» EXTRACT PROVIDED:
Ability to create a visual, manipulatable, and functional learning environment that suggests an authentic (if not totally realistic) context.

The screenshot below shows the beginnings of a tutorial on automatic direction finding (ADF), an older navigational method for airplane pilots.  There is just enough detail to make this panel somewhat realistic but the panel is a simple composition of ellipses, paths, rectangles and text.  The Scalable Vector Graphic (SVG) is composed of these elements.  Each element can generate a click event that can result in the execution of some code.  In the screenshot we are highlighting a switch that has the id of g2423.  When this switch is clicked, with a bit of code, we can cause something to happen.   The graphical element is tied to a LodeStar branch option.  The branch option executes commands that relate to a NDB (Non-Directional Beacon) that the pilot can tune in – in this case, the audio playback of Morse Code to identify the beacon.   As I’ve heard Ethan Edwards from Allen Interactions say many times, you just need enough realism to accomplish your learning objective.  Any more and you’re wasting your time or your client’s money or both.

Automatic Direction Finding — eLearning Module

To show another example, in the video and tutorial link referenced in the conclusion, I walk through a simple example of how to make Scalable Vector Graphics interactive.  I walk through an example of a traffic light switch.   I chose this example because it is a little easier to understand than the ADF on an airplane.

A LodeStar Learning tutorial on variables, conditional statements, functions, and SVG graphics

 

Conclusion

In the pursuit of serious eLearning and meaningful interactivity, I’ve noted LodeStar’s ability to support variables, conditional statements, branch options and the ability to change the properties of objects.  Other authoring systems also support these concepts and require the author to understand the basics behind variables, conditional statements and logic in general.  Allen Learning Technologies’ ZebraZapps requires no coding – but it does require the instructional designer to think logically.  Wiring replaces code, but logical reasoning is still required.  Articulate Storyline has the concept of triggers and supports events such as clicks, hovers and drags.  Those events can be tied to property changes of Storyline’s native vector format.  Storyline also supports variables and has an easy-to-use interface for building sophisticated conditional statements.  Adobe Captivate supports the association of actions with graphics.  For example, the learner can click on a rectangle associated with an action such as show/hide and increment/decrement.   Captivate also supports an interface that can apply conditional logic to an action.  For example, a variable might keep track of slide states.  Each state can house different text.  As the learner clicks a rectangle, an ‘if’ condition displays the matching text based on the current value of the variable.   In short, Storyline and Captivate support the idea of variables, events, conditional statements and the ability to dynamically change the properties of graphics.  ZebraZapps has the same ability but without requiring a line of code.

» EXERCISE DATA:
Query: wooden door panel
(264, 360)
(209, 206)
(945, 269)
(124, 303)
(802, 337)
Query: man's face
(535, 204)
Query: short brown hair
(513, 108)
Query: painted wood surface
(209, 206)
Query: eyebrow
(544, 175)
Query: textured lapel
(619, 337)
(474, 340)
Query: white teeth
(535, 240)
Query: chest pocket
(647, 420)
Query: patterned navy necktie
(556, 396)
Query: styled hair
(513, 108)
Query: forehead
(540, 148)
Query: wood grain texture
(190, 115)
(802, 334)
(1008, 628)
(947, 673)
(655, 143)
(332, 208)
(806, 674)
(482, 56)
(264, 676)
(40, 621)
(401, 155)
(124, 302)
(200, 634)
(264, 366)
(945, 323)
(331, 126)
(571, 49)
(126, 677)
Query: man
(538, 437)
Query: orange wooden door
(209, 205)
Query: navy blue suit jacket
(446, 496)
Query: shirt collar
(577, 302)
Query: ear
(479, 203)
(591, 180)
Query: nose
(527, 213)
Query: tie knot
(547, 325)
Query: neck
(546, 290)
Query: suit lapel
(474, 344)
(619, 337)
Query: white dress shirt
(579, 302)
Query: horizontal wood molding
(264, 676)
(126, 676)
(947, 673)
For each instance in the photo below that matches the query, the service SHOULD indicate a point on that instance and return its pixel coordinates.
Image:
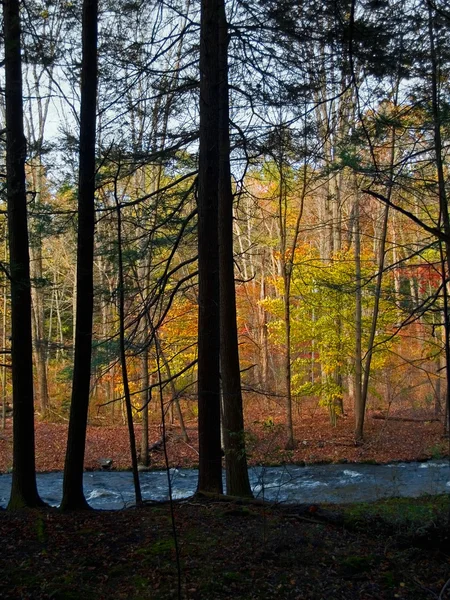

» EXERCISE 1: In the records, take the part that opens with the line containing "Query: orange wooden door" and runs through the end of the records, and replace "shirt" with "blouse" everywhere it appears, leaving everything else unchanged. Leave the picture out.
» EXERCISE 2: Pick up the text on interactive eLearning with LodeStar and SVG graphics after its last sentence and keep writing.
The records are unrelated to the text.

» EXPECTED OUTPUT 1:
Query: orange wooden door
(209, 205)
Query: navy blue suit jacket
(446, 496)
Query: blouse collar
(577, 302)
Query: ear
(479, 203)
(591, 180)
Query: nose
(527, 213)
Query: tie knot
(547, 325)
Query: neck
(546, 290)
Query: suit lapel
(474, 344)
(619, 337)
Query: white dress blouse
(579, 302)
Query: horizontal wood molding
(264, 676)
(126, 676)
(947, 673)
For each instance in the photo below that matches the query, the service SHOULD indicate a point on that instance and return its pixel coordinates.
Image:

» EXPECTED OUTPUT 2:
Whatever the authoring tools’ approach, the ability to store information about the learners, to offer something different and tailored for the learner, and the ability to create a visual, manipulatable, and functional learning environment relies on the instructional designer’s logical thinking and the authoring tools’ ability to store values, change course based on conditions, and modify the visual environment in some way.

These resources can help you get started.  The first two, I’ve already mentioned.  The third is a terrific resource to learn the basics of coding.

LodeStar 9 — Elements Of Interactivity – YouTube

Making your projects interactive and interesting with a little bit of code | LodeStar Help (wordpress.com)

Learn to Code – for Free | Codecademy

Appendix A

To illustrate the concept of data type in variables, examine the following table:

Name                    Rank

Joe                         11

Anna                      2

Kim                        1

In the preceding table, Kim came in first place, Anna in second, and Joe in eleventh place.    A variable stores a person’s rank.  If we interpreted the information in the variable as a number, then this would be the sorted order:

Kim     1

Anna   2

Joe       11

If we treated the variable as a string of characters, this would be the sorted order:

Kim     1

Joe       11

Anna  2

In the second case, the value stored in the variable is treated as a character.  In the computer’s character table, ‘1’ is assigned the numerical value of 49.  ‘2’ is assigned the numerical value of 50.  The computer compares the first character 1 to the first character of 2.  It looks up the character value and processes the comparison as 49 to 50.  49 is lower, therefore, the computer places 11 before 2.    But that’s practically all there is to the complexity.  Variables store information.  It matters whether we interpret the information as numbers or as characters. This is known as the data type of the variable.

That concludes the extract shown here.